- [TASK DIRECTIONS] Set down, character for character, everything in the records below from the line holding "The client would like the brown leather" down to the line holding "The client would like the picture", and no other line.

- [AVAILABLE RECORDS]
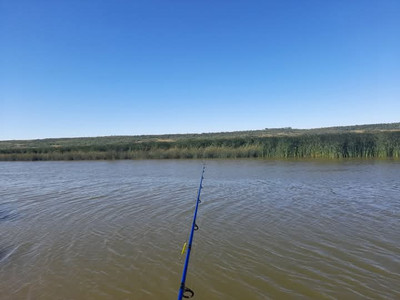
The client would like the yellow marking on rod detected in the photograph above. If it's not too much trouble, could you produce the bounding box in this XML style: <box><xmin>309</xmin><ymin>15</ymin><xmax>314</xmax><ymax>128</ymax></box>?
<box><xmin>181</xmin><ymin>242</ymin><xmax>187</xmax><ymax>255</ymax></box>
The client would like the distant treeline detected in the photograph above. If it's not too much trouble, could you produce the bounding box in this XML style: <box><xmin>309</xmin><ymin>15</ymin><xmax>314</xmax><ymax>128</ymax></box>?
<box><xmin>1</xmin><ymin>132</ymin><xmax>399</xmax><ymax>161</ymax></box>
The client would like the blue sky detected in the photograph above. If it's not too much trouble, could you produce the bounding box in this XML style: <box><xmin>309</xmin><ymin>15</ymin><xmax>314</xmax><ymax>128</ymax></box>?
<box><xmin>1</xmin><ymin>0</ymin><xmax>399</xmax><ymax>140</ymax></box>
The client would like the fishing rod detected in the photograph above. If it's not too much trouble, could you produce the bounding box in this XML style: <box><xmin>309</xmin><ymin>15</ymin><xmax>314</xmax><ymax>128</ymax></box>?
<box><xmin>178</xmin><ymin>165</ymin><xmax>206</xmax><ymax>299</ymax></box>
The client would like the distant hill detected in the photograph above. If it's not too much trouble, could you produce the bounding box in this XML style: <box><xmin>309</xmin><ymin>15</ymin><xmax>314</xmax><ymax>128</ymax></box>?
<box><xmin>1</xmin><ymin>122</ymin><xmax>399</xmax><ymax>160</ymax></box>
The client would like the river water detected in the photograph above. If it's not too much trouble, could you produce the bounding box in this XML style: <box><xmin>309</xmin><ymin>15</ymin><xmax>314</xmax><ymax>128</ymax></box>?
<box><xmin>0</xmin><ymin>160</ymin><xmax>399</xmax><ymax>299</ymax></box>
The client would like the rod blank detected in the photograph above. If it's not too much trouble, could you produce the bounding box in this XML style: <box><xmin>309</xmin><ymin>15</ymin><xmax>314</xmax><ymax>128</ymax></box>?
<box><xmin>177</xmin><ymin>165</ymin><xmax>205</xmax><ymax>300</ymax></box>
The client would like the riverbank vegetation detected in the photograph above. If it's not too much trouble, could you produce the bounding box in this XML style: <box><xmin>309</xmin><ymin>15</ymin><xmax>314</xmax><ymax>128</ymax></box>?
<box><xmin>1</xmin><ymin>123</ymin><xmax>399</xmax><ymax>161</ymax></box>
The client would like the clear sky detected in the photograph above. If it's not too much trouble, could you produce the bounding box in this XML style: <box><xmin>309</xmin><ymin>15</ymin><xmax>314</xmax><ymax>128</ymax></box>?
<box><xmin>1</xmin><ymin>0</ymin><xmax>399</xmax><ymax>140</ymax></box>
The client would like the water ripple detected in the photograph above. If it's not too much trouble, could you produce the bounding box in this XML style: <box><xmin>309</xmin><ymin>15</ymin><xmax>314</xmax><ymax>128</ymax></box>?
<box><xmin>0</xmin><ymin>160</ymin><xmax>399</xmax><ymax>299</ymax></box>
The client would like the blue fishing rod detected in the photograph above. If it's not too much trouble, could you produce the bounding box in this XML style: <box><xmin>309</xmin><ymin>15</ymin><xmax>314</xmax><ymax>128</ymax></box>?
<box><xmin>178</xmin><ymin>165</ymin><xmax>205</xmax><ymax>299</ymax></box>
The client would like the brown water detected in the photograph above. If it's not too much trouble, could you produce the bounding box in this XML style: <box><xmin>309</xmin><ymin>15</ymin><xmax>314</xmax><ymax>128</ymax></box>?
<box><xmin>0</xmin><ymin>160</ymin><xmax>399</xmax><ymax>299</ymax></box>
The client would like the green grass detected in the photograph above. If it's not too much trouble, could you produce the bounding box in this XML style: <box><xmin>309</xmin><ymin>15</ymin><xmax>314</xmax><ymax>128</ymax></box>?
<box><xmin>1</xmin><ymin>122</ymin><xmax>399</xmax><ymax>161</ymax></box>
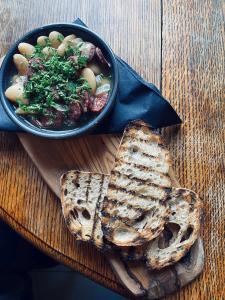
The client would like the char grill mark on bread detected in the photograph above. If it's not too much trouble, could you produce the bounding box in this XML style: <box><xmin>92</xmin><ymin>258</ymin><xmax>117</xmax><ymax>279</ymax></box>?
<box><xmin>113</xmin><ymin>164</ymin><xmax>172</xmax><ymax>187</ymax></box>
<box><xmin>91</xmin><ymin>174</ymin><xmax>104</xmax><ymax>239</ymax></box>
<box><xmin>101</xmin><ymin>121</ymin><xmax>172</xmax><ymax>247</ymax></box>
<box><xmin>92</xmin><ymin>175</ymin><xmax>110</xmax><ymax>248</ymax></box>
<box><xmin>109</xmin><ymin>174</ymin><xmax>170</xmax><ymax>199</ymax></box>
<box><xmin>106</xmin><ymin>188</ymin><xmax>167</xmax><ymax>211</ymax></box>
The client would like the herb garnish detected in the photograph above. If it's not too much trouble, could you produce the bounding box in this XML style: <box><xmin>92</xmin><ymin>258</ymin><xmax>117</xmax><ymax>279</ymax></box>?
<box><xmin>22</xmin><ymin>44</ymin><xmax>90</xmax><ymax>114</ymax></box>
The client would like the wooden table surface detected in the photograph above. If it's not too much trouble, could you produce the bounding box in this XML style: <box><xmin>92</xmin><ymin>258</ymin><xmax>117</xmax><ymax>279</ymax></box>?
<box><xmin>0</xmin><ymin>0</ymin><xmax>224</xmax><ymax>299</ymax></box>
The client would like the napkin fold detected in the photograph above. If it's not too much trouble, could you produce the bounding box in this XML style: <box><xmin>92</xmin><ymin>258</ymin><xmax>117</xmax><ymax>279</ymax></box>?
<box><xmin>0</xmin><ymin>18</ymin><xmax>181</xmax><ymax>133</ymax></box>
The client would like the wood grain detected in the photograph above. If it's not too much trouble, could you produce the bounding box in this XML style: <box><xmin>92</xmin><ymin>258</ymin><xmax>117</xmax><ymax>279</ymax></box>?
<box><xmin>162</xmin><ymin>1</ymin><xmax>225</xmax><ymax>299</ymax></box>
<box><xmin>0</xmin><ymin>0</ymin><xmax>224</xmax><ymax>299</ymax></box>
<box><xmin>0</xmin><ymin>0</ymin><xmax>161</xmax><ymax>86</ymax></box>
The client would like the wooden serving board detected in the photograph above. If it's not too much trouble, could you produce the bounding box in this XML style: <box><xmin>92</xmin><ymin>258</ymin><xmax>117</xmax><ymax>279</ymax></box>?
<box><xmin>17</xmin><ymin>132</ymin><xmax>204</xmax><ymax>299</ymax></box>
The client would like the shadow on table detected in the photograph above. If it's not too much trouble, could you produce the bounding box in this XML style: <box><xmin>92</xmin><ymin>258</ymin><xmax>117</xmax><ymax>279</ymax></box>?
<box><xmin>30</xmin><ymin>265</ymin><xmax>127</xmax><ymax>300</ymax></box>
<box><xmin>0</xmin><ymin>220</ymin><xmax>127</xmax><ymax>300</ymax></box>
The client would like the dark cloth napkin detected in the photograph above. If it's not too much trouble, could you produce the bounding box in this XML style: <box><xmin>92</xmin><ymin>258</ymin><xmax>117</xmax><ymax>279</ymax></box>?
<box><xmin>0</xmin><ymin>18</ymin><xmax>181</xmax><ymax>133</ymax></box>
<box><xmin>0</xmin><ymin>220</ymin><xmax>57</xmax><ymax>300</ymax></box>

==

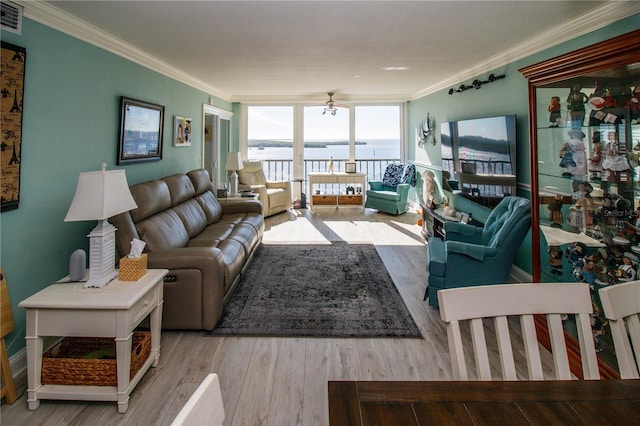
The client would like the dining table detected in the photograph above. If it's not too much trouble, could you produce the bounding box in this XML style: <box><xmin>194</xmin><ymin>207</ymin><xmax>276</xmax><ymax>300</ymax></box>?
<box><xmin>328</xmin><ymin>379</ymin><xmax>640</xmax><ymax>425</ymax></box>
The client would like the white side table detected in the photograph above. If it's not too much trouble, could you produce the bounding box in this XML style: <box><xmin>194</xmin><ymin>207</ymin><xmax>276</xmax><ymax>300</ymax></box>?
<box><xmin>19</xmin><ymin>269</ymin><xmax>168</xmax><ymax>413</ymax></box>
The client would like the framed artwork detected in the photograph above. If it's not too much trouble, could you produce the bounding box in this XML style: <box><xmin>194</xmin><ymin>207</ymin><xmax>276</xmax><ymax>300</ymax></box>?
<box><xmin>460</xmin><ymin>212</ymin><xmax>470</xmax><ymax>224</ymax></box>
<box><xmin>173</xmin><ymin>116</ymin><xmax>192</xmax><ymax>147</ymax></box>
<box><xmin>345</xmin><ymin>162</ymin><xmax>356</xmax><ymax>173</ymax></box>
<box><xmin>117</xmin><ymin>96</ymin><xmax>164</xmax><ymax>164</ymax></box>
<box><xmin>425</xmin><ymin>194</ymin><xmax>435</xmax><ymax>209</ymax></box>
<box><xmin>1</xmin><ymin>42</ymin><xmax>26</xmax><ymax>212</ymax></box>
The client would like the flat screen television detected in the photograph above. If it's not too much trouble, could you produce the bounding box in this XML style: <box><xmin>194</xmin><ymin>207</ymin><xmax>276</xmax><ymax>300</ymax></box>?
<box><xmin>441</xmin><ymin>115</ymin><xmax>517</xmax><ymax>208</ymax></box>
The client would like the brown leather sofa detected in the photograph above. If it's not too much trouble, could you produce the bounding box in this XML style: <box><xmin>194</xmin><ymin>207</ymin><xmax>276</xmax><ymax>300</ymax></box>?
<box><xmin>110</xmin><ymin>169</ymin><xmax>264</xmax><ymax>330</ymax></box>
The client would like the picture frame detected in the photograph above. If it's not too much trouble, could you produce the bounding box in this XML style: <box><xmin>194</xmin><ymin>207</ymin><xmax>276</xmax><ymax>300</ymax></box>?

--

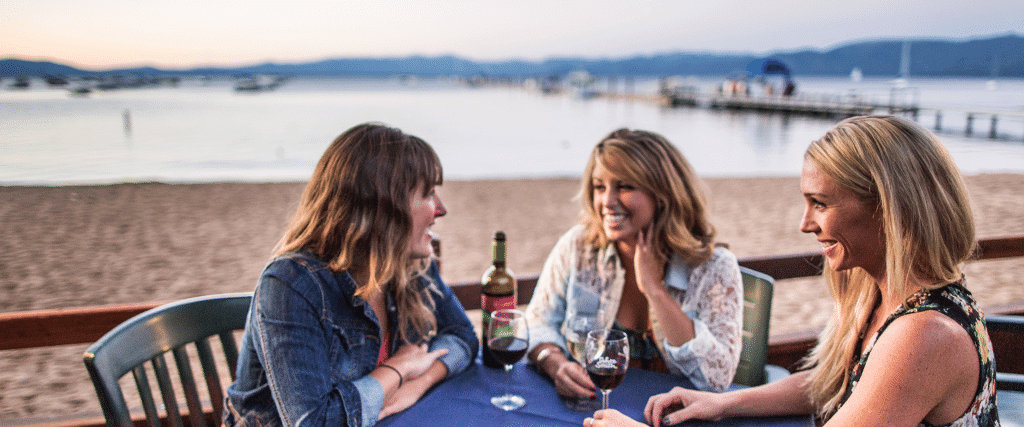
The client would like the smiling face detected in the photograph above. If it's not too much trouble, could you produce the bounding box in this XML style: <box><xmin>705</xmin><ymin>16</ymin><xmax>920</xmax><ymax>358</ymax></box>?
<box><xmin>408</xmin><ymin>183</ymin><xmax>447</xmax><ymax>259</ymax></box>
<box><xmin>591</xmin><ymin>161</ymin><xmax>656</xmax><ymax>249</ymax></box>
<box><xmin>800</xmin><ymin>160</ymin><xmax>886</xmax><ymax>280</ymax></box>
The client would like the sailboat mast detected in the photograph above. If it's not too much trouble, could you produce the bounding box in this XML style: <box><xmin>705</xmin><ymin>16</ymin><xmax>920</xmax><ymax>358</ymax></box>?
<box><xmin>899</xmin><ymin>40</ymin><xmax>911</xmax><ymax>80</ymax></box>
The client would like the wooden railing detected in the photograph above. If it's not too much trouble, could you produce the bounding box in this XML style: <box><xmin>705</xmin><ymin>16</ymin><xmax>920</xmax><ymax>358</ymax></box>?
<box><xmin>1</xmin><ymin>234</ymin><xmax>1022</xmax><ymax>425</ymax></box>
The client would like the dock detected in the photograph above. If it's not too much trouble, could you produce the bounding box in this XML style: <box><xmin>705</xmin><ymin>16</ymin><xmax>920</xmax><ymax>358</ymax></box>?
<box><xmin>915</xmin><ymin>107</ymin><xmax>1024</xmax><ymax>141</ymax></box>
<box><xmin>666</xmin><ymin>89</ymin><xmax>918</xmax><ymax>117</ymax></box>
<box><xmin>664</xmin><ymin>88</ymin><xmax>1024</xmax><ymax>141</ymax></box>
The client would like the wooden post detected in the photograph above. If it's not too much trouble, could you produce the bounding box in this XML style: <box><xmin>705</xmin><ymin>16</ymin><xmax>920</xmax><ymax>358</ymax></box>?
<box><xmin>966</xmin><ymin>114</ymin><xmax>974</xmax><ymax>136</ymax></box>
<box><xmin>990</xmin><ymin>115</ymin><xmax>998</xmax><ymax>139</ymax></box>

- [OUTPUT BELOW]
The client would like the brown leather sofa detected in the photograph above. If it's not too much trouble, could you produce the bounding box in this XML style: <box><xmin>194</xmin><ymin>207</ymin><xmax>276</xmax><ymax>300</ymax></box>?
<box><xmin>110</xmin><ymin>169</ymin><xmax>264</xmax><ymax>330</ymax></box>
The client would like the picture frame detected in the photograph above. If it's not too much trouble, could you produce the bounding box in this XML style: <box><xmin>194</xmin><ymin>207</ymin><xmax>276</xmax><ymax>300</ymax></box>?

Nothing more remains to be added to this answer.